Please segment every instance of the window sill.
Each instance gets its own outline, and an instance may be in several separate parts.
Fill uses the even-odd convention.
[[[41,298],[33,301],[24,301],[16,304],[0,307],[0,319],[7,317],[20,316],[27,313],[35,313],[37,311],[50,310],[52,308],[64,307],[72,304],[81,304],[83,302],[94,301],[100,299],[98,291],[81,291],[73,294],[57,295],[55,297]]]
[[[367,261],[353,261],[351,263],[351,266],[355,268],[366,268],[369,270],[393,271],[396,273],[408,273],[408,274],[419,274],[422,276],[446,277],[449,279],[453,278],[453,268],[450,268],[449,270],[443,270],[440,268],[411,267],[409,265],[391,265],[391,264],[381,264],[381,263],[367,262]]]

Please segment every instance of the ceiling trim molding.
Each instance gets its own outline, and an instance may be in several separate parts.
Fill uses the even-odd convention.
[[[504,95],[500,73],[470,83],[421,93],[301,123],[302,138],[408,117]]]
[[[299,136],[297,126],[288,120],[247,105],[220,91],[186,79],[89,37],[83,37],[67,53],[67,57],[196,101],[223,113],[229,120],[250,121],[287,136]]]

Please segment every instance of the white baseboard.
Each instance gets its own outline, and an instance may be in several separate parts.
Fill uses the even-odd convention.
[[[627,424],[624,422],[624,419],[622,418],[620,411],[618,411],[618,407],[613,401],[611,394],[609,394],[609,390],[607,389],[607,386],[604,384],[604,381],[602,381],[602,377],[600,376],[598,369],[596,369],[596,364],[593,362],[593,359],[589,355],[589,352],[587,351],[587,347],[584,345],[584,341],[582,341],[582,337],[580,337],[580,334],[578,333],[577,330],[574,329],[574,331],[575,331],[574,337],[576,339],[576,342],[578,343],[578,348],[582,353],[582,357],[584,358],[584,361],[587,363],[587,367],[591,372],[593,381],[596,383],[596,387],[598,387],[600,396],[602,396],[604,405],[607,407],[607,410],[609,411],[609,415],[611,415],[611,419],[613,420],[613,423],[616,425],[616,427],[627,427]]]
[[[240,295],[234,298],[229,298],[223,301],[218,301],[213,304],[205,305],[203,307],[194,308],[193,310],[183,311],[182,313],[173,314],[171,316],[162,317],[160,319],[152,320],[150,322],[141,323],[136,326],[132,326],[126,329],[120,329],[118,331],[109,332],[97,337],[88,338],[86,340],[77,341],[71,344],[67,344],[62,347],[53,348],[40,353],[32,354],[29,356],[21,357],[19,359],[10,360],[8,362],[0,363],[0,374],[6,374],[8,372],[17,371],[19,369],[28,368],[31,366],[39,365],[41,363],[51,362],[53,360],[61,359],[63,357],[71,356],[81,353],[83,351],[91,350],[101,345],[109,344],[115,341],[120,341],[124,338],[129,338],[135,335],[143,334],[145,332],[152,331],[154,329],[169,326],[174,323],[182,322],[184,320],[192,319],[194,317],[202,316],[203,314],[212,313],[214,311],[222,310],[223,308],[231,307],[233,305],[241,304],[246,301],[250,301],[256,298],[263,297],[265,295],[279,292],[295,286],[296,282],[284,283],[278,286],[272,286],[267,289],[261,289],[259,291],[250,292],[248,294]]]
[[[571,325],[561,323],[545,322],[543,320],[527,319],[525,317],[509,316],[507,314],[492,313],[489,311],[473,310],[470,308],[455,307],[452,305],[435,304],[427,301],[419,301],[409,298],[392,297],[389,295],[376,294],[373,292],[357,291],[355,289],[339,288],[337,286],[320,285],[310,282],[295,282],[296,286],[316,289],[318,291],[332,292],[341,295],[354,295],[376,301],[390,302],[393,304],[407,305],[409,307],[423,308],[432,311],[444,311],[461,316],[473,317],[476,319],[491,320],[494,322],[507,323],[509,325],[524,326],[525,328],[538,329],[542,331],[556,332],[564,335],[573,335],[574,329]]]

===

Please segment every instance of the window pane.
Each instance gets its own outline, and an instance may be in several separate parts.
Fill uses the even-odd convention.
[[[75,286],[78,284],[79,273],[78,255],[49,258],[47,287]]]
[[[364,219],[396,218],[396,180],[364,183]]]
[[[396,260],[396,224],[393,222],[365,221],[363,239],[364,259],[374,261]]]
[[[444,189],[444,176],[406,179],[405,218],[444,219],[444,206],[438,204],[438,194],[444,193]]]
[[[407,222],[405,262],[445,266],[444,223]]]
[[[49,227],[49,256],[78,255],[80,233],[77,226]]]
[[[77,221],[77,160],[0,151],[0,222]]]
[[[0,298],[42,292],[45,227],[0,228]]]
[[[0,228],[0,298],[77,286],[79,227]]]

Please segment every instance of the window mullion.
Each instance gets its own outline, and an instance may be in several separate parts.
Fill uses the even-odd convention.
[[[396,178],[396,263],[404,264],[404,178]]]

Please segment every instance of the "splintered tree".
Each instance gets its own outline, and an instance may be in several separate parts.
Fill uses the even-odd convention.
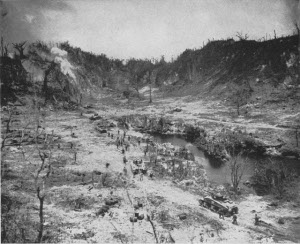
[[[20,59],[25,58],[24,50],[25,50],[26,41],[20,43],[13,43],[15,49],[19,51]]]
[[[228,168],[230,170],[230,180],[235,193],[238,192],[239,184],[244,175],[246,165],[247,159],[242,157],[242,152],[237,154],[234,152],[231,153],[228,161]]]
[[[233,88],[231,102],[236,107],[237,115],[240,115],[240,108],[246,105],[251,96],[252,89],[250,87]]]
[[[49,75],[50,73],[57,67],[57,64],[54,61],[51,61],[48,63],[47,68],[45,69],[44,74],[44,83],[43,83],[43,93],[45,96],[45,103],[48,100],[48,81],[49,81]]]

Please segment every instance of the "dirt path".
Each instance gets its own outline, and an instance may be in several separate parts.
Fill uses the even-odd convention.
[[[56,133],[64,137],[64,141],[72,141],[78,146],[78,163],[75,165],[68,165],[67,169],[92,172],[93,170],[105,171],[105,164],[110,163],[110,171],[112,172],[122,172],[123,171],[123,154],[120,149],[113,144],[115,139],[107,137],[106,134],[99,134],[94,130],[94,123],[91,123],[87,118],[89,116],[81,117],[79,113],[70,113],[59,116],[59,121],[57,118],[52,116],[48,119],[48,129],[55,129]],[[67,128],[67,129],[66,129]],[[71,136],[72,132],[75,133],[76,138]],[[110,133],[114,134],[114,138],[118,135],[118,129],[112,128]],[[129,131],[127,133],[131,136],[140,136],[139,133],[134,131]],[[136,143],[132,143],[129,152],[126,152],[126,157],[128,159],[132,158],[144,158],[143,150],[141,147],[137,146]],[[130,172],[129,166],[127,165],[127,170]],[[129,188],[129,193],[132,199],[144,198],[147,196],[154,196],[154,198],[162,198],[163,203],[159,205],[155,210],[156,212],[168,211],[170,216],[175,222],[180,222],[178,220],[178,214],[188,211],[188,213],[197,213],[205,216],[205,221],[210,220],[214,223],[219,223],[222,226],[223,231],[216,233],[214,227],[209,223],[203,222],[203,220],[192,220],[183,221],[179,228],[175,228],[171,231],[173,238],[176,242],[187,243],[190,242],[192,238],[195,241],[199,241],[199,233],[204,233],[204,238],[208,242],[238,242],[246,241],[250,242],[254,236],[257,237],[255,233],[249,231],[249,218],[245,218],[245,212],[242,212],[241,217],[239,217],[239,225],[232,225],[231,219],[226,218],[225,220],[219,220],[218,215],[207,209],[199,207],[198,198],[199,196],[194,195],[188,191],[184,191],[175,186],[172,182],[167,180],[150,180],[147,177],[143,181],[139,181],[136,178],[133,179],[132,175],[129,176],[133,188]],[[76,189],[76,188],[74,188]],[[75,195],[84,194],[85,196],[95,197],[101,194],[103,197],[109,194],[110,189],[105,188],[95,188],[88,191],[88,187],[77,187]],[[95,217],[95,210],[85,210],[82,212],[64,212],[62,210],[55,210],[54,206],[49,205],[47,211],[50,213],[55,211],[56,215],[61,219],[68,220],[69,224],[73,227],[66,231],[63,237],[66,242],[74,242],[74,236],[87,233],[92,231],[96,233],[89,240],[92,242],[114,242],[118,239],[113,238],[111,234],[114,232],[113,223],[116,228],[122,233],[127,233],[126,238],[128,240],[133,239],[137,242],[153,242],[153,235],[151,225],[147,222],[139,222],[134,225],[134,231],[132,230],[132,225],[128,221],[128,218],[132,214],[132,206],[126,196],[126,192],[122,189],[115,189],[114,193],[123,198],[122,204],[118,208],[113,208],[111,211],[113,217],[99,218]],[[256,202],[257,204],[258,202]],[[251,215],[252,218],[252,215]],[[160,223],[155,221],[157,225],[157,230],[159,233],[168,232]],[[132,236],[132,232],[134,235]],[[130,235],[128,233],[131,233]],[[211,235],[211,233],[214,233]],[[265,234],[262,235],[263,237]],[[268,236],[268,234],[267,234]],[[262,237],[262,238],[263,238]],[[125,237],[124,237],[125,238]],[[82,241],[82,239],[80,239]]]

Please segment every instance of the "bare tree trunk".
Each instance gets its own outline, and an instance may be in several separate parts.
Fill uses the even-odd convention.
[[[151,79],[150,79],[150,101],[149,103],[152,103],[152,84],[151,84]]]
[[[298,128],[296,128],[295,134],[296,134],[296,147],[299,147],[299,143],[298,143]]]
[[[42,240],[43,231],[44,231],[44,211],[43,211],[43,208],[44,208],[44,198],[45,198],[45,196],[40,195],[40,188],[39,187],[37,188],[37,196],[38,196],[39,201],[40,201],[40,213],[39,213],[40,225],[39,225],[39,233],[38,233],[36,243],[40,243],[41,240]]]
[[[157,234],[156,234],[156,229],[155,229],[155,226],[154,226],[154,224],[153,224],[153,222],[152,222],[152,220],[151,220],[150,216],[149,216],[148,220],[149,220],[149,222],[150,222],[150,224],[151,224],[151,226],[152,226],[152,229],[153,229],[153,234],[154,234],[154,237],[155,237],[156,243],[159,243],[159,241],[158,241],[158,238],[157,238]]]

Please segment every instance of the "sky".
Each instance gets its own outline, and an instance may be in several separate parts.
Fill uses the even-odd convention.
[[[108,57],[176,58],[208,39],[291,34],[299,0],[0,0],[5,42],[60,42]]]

===

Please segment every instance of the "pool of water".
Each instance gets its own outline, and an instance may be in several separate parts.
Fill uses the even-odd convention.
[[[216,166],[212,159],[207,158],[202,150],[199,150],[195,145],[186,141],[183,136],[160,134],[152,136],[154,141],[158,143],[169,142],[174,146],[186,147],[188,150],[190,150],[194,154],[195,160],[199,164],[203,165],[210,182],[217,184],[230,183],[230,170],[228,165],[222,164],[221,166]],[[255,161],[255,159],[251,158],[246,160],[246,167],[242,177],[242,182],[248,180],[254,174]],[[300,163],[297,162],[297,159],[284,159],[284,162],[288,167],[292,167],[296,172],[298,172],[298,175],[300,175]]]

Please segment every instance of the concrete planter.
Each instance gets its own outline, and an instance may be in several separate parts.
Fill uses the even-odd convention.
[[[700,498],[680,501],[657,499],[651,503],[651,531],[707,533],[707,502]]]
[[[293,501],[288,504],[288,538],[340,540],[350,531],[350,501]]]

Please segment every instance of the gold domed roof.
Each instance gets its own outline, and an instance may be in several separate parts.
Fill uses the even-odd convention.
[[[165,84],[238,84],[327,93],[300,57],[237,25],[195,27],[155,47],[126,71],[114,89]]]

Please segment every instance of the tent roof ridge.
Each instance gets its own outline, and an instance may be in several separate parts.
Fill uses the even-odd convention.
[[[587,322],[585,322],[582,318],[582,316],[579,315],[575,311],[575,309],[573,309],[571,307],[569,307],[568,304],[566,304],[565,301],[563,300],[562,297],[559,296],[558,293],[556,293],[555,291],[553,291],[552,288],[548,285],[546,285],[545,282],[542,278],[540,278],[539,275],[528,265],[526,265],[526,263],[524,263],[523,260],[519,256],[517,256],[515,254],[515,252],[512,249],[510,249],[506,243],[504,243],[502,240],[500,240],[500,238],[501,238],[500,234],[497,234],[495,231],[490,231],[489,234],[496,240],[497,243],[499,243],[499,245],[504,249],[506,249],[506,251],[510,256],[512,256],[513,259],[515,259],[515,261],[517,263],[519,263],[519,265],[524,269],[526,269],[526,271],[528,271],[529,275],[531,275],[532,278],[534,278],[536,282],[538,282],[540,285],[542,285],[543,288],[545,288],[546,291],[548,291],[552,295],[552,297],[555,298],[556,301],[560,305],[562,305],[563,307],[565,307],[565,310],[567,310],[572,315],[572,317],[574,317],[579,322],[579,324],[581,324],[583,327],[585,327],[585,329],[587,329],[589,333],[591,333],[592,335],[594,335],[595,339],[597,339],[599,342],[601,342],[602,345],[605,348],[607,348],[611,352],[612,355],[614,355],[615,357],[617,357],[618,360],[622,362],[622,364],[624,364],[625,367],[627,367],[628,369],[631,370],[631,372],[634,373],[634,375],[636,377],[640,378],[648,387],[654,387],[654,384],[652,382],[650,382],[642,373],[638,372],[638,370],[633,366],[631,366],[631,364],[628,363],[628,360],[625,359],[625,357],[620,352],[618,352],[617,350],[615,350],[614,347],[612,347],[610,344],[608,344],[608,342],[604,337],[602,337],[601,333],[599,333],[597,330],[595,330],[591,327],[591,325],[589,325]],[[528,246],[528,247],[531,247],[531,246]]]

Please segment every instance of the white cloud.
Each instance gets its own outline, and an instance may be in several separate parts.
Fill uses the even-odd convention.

===

Short problem ::
Please pick out each line of the records that contains the string "window", and copy those lines out in the order they appear.

Result below ::
Please segment every instance of the window sill.
Please segment every instance of the window pane.
Please segment every instance of the window mullion.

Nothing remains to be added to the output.